■ **Excerpt to read**:
________________________

Scientific classification
- Kingdom: Animalia
- Phylum: Chordata
- Class: Actinopterygii
- Order: Tetraodontiformes
- Family: Ostraciidae
- Genus: Ostracion
- Species: O. rhinorhynchos
- Binomial name: Ostracion rhinorhynchos Bleeker, 1851
- Synonyms: Rhynchostracion rhinorhynchos (Bleeker, 1851);

= Ostracion rhinorhynchos =

- Authority: Bleeker, 1851
- Conservation status: LC
- Synonyms: Rhynchostracion rhinorhynchos (Bleeker, 1851)

Species of fish

Ostracion rhinorhynchos, the horn-nosed boxfish or torpedo boxfish, is a species of ray-finned fish belonging to the family Ostraciidae, the boxfishes. This fish occurs in the Indo-West Pacific region.

==Taxonomy==
Ostracion rhinorhynchos was first formally described in 1851 by the Dutch physician, herpetologist and ichthyologist Pieter Bleeker with its type locality given as Jakarta on Java. This species is classified in the genus Ostracion which the 5th edition of Fishes of the World classifies within the family Ostraciidae in the suborder Ostracioidea within the order Tetraodontiformes.

==Etymology==
Ostracion rhinorhynchos is classified in the genus Ostracion, this name means "little box" and is an allusion to the shape of the body of its type species, O. cubicum. The specific name, rhinorhynchos is a compound of rhinos, meaning "beak" or "bill", with rhynchos, which means "snout", an allusion to the to cone-shaped protuberance on the snout of adults.

==Description==
Ostracion rhinorhynchos has 9 soft rays supporting both the dorsal and anal fins while the caudal fin has 10 rays, 8 of which are branched. Males have a large, blunt, conical protuberance above the mouth and in front of the eyes. The oblong carapace has a poorly developed ridge on the back with sharp ridges on the lower flank, although there are no spines. The upper body is pale grey and may be spotted, spotting is more prominent on the caudal peduncle and less clear on the flanks. The lower body is white and the fins are dusky. The horn-nosed boxfish has a maximum published total length of 35 cm.

==Distribution and habitat==
Ostracion rhinorhynchos has a wide distribution in the Indian and Pacific Oceans. It occurs from the Maldives and Sri Lanka east to Chuuk State in Micronesia, north as far as southern Japan. It is found at depths between 1 and 50 m on substrates of rubble, as well as flat areas and on reefs.

________________________

■ **Record set**:
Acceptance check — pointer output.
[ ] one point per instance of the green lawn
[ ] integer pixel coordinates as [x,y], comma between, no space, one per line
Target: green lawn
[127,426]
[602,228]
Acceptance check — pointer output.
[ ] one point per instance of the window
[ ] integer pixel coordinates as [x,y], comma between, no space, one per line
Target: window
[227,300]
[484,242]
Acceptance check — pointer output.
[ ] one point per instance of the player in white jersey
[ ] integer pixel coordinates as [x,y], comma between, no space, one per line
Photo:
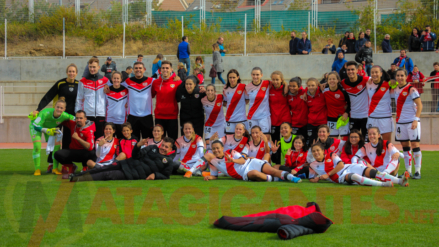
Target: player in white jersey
[233,164]
[190,148]
[213,107]
[382,154]
[237,141]
[106,147]
[116,103]
[258,93]
[408,123]
[331,168]
[259,147]
[234,100]
[380,108]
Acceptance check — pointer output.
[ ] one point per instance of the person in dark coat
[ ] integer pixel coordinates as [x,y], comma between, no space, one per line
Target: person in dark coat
[415,40]
[293,43]
[189,94]
[150,163]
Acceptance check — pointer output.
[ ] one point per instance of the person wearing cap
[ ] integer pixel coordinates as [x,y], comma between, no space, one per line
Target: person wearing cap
[108,67]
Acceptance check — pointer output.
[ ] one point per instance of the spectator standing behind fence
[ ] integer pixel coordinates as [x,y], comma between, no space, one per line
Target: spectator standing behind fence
[221,46]
[427,39]
[330,47]
[304,45]
[108,67]
[415,40]
[183,53]
[339,62]
[404,62]
[360,42]
[343,40]
[157,63]
[416,78]
[387,48]
[350,43]
[293,43]
[365,57]
[217,63]
[367,34]
[434,88]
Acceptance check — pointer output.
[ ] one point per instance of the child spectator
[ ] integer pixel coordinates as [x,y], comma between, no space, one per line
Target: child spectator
[416,78]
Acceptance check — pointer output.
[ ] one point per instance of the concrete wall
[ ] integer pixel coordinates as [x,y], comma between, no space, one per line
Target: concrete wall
[299,65]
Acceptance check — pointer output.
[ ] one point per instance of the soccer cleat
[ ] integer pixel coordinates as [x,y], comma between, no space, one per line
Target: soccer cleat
[49,168]
[417,175]
[56,171]
[388,184]
[405,179]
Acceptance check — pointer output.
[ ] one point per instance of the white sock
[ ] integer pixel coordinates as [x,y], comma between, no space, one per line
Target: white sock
[384,177]
[365,181]
[391,166]
[408,161]
[418,160]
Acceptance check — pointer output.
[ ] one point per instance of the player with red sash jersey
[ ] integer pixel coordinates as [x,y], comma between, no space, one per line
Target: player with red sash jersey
[213,107]
[257,92]
[380,102]
[382,154]
[233,164]
[338,105]
[190,148]
[408,124]
[258,147]
[278,101]
[116,103]
[234,100]
[295,158]
[298,107]
[330,144]
[330,167]
[355,86]
[106,147]
[317,111]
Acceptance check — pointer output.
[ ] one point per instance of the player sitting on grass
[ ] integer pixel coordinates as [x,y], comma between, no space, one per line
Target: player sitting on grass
[330,167]
[46,122]
[233,164]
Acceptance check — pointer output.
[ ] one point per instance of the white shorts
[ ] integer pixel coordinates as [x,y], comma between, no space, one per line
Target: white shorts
[352,168]
[385,125]
[230,127]
[404,132]
[253,164]
[333,131]
[264,123]
[209,131]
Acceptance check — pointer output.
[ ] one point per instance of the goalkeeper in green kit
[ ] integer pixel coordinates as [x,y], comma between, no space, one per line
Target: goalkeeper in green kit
[46,122]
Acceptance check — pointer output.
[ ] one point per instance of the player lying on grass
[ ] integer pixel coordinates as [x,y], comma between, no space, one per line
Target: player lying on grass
[46,122]
[233,164]
[330,167]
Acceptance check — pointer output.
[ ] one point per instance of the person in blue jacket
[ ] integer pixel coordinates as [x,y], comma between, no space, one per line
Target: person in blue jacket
[404,62]
[304,45]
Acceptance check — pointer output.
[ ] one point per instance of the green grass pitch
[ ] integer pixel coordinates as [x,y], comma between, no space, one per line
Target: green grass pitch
[47,211]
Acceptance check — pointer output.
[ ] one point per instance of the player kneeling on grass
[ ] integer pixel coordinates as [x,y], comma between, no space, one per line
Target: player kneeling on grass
[234,165]
[330,167]
[46,122]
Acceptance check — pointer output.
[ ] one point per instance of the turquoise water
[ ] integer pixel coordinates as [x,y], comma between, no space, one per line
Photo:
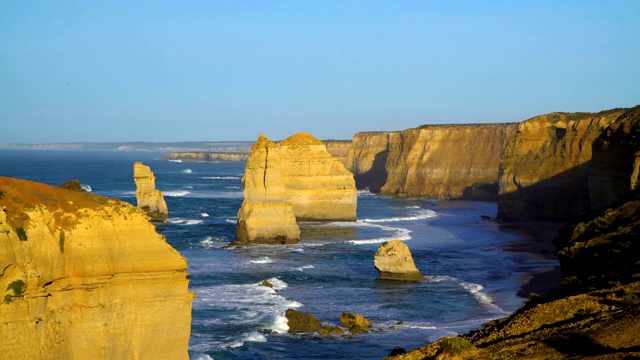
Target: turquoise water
[470,279]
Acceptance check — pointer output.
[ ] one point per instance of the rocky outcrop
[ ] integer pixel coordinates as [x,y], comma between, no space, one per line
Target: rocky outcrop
[266,215]
[441,161]
[205,156]
[615,165]
[318,185]
[149,198]
[87,277]
[393,261]
[544,170]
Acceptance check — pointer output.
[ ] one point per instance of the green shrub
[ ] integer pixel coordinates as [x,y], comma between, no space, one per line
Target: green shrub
[22,235]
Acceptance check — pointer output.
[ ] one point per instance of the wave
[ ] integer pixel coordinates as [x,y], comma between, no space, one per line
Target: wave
[180,221]
[176,193]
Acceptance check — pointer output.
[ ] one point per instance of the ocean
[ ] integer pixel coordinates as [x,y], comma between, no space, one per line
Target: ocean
[470,278]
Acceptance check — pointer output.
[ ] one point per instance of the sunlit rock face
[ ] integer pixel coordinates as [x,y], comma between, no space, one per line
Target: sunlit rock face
[545,167]
[149,198]
[615,166]
[87,277]
[266,215]
[318,185]
[441,161]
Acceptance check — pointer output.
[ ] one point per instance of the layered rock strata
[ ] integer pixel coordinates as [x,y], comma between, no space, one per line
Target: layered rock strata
[148,197]
[615,165]
[86,277]
[393,261]
[545,167]
[318,185]
[266,215]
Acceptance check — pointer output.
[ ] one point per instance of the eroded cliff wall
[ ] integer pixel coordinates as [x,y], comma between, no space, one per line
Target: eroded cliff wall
[87,277]
[544,169]
[441,161]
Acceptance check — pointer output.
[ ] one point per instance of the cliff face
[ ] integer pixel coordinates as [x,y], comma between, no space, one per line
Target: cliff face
[441,161]
[615,166]
[266,215]
[86,277]
[318,185]
[544,170]
[149,198]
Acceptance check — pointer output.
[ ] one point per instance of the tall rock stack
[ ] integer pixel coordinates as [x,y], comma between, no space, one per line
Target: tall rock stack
[318,185]
[87,277]
[615,166]
[149,198]
[266,215]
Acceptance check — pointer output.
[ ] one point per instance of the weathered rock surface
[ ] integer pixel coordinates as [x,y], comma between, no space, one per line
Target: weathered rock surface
[149,198]
[615,165]
[301,322]
[393,261]
[86,277]
[206,156]
[319,187]
[266,215]
[440,161]
[545,167]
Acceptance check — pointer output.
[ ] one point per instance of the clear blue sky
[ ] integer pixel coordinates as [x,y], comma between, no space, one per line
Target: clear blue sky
[226,70]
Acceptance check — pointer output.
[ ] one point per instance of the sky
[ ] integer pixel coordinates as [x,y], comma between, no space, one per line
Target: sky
[102,71]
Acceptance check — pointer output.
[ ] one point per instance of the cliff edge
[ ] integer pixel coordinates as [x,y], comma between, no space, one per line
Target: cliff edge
[87,277]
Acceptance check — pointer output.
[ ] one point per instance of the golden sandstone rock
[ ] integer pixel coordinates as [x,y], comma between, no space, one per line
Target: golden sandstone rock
[87,277]
[149,198]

________________________

■ **Complete the following**:
- A) Summarize the article on the horn-nosed boxfish in two sentences.
- B) Answer these questions from the article on the horn-nosed boxfish:
(i) What is the maximum published total length of this fish?
(ii) What does the genus name Ostracion mean?
(iii) At what depths is the species found?
- C) Copy word for word the part of the article on the horn-nosed boxfish starting at "Species of fish" and ending at "the order Tetraodontiformes.".
The listing comes from a different source than the article on the horn-nosed boxfish.

■ **Results by task**:
- A) Ostracion rhinorhynchos, the horn-nosed or torpedo boxfish, is a ray-finned fish in the boxfish family Ostraciidae that Pieter Bleeker first formally described in 1851 from Jakarta on Java. Males have a large, blunt, conical protuberance above the mouth, and the species ranges from the Maldives and Sri Lanka east to Chuuk State and north to southern Japan.

- B)
(i) 35 cm
(ii) "Little box"
(iii) Between 1 and 50 m

- C)
Species of fish

Ostracion rhinorhynchos, the horn-nosed boxfish or torpedo boxfish, is a species of ray-finned fish belonging to the family Ostraciidae, the boxfishes. This fish occurs in the Indo-West Pacific region.

==Taxonomy==
Ostracion rhinorhynchos was first formally described in 1851 by the Dutch physician, herpetologist and ichthyologist Pieter Bleeker with its type locality given as Jakarta on Java. This species is classified in the genus Ostracion which the 5th edition of Fishes of the World classifies within the family Ostraciidae in the suborder Ostracioidea within the order Tetraodontiformes.